*** AVAILABLE DATA ***
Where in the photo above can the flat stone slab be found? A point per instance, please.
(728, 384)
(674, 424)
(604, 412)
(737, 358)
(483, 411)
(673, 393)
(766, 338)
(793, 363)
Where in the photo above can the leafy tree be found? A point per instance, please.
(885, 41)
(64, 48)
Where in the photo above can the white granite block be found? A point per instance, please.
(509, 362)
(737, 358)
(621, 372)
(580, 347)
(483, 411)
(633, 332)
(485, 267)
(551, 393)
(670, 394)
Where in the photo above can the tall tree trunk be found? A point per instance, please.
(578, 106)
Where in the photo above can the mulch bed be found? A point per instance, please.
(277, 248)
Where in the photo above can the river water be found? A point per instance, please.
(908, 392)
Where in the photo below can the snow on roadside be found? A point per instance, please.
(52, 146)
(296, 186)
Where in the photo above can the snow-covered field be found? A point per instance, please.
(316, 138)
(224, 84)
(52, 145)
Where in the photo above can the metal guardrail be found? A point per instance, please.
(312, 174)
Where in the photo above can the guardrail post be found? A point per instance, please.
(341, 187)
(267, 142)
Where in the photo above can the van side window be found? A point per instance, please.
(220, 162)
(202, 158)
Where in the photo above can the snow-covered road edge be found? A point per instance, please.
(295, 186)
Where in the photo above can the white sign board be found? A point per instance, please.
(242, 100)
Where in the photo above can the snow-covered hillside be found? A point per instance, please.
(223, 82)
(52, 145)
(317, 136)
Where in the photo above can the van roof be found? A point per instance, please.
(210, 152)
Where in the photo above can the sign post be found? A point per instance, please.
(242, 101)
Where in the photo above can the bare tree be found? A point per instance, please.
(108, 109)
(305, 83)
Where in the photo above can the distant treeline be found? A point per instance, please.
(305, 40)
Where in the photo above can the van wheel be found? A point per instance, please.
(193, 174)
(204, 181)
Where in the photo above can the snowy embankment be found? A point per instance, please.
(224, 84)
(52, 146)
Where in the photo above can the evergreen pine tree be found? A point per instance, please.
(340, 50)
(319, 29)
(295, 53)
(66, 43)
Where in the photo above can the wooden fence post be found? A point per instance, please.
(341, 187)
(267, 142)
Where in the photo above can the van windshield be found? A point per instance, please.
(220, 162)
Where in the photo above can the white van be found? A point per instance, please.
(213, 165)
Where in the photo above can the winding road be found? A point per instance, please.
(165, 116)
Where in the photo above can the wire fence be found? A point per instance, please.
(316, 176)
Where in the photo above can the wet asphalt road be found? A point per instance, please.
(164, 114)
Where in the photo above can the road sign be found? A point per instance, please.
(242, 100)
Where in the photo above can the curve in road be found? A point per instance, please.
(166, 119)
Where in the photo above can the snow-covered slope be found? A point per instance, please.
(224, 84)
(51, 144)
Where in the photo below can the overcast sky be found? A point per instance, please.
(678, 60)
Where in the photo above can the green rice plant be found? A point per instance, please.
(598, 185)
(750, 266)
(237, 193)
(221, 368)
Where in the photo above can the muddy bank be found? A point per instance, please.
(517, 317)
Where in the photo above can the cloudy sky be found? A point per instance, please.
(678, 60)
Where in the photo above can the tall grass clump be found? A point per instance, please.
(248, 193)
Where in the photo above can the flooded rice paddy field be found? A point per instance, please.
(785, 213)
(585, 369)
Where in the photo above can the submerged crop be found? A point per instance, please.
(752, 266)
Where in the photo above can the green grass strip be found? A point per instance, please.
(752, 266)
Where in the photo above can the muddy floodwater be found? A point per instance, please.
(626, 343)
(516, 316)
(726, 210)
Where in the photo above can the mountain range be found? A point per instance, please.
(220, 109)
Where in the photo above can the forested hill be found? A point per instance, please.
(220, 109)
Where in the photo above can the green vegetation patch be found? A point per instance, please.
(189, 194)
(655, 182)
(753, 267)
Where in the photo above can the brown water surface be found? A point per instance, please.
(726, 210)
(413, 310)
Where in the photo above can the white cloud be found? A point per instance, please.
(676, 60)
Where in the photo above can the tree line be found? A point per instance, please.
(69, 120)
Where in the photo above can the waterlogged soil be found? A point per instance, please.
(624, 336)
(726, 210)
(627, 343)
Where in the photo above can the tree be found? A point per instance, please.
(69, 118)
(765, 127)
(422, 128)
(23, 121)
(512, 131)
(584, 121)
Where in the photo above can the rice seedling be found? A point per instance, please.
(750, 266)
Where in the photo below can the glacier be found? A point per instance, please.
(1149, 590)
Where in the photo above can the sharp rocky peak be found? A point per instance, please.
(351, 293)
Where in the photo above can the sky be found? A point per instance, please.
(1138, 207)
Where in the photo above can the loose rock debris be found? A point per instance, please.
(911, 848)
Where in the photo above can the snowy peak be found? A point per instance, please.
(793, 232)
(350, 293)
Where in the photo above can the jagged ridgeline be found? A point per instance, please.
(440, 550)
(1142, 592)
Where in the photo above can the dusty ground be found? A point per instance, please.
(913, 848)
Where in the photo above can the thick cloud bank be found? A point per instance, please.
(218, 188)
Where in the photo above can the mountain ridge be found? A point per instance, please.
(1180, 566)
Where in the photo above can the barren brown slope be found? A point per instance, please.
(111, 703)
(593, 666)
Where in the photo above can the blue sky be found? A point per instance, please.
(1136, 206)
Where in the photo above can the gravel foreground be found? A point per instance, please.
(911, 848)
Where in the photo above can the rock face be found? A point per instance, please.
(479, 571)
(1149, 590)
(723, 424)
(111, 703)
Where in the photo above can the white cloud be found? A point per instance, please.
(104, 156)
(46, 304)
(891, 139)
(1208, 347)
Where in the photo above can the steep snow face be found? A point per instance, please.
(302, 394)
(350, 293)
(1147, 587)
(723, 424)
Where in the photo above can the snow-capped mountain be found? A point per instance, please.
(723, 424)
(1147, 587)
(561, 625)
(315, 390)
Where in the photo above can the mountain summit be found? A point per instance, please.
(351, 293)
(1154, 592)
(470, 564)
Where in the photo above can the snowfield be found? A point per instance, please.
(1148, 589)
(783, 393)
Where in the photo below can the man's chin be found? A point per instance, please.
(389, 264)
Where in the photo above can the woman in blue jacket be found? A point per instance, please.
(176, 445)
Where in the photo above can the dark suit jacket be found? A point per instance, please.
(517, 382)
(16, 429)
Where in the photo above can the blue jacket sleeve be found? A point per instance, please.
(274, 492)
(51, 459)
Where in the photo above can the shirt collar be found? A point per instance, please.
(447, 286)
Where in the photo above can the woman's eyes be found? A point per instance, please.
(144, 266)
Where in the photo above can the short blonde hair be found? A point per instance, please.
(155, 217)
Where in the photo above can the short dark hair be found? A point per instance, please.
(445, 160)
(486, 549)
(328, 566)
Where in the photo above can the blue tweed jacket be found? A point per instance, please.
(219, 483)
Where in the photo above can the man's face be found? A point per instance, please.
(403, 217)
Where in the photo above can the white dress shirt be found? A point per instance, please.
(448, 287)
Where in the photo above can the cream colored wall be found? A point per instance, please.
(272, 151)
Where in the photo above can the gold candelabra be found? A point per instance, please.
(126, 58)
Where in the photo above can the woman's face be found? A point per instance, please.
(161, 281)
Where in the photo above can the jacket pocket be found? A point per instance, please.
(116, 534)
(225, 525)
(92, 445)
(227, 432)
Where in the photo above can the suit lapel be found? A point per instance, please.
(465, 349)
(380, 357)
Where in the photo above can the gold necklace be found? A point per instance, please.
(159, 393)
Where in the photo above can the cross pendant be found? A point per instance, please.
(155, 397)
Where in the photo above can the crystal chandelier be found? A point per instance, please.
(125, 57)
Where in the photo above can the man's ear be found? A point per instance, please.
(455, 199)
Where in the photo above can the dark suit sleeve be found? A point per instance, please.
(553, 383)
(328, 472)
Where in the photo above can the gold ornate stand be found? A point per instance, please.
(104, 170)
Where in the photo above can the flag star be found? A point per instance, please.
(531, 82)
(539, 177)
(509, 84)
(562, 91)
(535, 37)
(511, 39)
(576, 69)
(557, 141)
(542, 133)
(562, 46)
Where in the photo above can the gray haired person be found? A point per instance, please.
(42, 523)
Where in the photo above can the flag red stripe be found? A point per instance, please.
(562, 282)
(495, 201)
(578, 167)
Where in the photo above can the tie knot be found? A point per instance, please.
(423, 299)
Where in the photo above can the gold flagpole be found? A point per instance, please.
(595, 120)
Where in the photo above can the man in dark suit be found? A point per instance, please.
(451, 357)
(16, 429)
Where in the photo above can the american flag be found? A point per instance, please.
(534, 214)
*** End of AVAILABLE DATA ***
■ **EXERCISE REQUIREMENTS**
Starting at the line that contains "Where in the photo above can the gold flagpole", retype every line through the end of the records exactly, and nothing else.

■ **COMPLETED TASK**
Where in the photo above can the gold flagpole be found? A point per instance, please.
(595, 120)
Where in the photo above can the man in dark suit be found? A point per instance, please.
(451, 357)
(16, 429)
Where in the photo above can the american flag be found? A point per instance, please.
(534, 214)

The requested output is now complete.